*** Opening of DATA FOR PROCESSING ***
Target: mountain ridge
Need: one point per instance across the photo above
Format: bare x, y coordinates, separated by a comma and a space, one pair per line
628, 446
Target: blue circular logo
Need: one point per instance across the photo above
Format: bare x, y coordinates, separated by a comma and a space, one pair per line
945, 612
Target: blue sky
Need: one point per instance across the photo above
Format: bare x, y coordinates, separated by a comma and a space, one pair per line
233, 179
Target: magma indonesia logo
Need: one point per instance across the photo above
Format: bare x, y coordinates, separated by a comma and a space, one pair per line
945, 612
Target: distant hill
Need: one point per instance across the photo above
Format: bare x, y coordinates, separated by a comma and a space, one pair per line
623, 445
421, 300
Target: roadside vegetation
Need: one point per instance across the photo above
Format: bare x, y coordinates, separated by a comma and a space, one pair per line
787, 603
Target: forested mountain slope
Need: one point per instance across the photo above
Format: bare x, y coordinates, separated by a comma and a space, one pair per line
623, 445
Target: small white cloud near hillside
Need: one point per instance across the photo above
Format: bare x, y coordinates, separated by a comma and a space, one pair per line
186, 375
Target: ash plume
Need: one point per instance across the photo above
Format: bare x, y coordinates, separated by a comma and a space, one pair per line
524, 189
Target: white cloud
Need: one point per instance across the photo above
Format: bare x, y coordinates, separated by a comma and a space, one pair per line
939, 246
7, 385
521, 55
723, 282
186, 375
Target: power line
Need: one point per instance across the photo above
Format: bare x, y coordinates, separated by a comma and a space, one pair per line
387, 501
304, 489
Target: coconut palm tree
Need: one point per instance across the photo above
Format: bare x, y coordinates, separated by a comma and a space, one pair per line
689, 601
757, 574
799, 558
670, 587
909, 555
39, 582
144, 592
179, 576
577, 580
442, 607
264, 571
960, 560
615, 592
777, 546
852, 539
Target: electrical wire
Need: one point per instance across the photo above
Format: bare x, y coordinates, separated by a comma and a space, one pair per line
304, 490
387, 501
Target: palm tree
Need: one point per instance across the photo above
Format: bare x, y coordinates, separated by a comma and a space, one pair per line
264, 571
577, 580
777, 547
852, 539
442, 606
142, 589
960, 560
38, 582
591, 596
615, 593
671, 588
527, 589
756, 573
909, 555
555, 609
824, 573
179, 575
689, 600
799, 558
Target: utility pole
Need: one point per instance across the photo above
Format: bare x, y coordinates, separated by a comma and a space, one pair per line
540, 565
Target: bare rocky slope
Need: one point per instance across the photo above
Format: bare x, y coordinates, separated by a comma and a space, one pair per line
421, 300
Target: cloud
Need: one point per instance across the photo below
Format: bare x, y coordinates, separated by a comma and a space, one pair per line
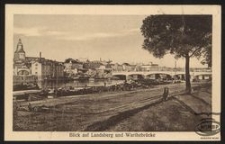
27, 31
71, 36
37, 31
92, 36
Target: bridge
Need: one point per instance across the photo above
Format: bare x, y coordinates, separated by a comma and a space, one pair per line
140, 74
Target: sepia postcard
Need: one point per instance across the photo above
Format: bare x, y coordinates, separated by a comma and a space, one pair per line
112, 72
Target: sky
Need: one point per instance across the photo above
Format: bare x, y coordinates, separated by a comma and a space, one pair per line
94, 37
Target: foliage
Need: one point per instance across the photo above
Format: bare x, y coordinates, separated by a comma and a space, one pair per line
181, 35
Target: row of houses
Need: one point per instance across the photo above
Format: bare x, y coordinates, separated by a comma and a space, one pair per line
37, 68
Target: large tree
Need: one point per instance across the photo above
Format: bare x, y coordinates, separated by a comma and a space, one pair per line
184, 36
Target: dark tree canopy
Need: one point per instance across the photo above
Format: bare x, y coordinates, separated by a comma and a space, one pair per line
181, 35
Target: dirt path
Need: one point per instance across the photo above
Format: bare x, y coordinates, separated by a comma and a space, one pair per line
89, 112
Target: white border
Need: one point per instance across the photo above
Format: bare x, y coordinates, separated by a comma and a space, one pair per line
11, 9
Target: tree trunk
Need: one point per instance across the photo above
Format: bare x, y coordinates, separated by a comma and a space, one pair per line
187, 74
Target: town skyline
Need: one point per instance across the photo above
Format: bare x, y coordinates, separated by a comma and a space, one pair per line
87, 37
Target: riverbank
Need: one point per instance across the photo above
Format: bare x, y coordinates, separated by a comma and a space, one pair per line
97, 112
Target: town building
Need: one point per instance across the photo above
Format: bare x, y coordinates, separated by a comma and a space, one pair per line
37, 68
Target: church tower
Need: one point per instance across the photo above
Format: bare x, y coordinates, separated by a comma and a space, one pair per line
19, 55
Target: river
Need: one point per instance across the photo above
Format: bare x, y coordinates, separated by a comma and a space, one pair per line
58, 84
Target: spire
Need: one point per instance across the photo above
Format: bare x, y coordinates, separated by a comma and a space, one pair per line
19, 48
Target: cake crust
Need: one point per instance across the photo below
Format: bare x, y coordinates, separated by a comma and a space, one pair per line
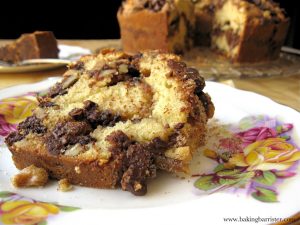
*** Close of DATA FOR PROCESSING ***
*** Opening of DATA FOR PROCESSING ***
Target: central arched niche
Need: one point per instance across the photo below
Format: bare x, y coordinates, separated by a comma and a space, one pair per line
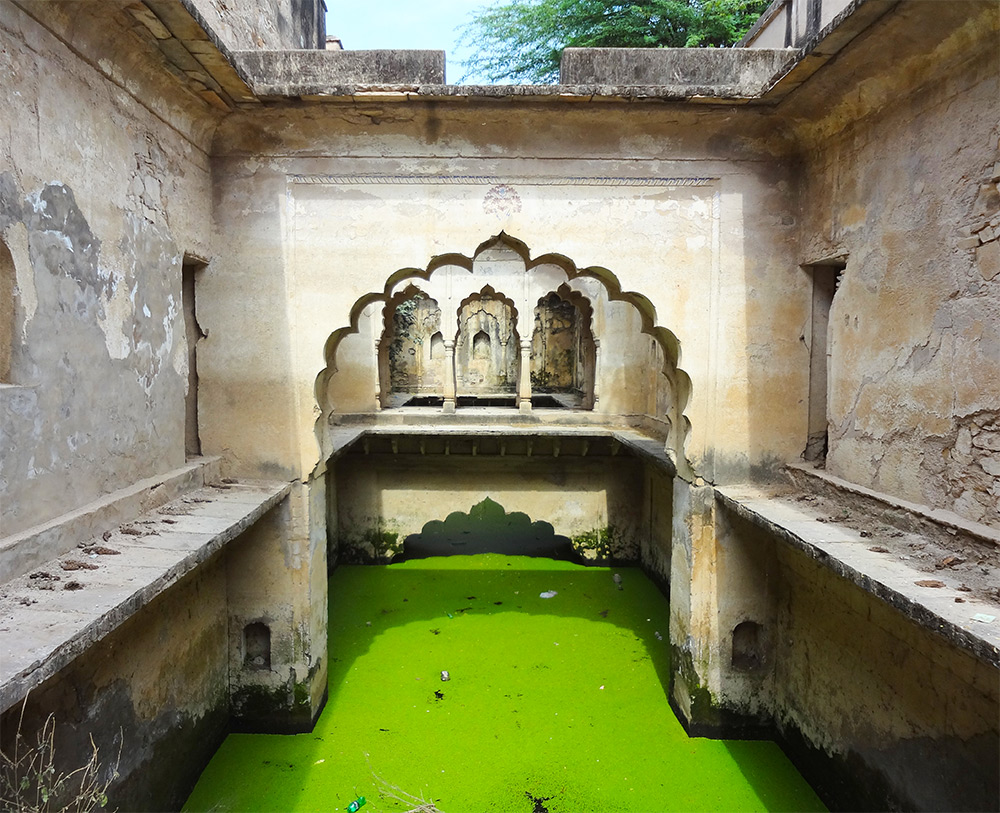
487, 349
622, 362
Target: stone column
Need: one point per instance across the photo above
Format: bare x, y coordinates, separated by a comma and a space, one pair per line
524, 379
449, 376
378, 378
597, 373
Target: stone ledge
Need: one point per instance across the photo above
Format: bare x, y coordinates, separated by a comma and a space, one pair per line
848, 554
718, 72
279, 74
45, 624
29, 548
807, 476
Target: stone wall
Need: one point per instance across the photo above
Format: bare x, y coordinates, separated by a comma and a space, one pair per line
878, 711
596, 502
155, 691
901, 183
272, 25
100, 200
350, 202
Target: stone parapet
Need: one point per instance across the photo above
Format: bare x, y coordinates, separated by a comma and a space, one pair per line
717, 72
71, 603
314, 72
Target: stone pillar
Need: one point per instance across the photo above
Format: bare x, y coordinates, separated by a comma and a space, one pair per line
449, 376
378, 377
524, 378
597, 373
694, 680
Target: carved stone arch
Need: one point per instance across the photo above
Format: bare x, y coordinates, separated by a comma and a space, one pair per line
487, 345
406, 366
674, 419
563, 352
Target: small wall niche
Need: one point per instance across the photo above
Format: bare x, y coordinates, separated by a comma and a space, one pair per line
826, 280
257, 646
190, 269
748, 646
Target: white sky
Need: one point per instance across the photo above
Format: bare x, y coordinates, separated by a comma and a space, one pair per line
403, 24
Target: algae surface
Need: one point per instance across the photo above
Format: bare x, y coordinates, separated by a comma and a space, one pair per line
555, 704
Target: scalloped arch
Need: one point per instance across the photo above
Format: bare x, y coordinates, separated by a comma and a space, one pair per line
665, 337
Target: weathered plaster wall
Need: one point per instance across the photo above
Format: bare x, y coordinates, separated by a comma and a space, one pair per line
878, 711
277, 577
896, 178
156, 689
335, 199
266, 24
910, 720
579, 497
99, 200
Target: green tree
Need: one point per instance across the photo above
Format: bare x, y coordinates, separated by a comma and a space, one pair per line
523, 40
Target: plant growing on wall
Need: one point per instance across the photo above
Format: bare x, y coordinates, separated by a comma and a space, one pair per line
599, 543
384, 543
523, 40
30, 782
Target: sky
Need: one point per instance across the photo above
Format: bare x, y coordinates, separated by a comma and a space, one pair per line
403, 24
*** Close of DATA FOR PROCESSING ***
• YOUR INSTRUCTIONS:
Across all the records above, find each line with "cloud" in it and copy it.

• ANSWER FOR THE TASK:
Target: small white cloud near hillside
Target: white cloud
Target: cloud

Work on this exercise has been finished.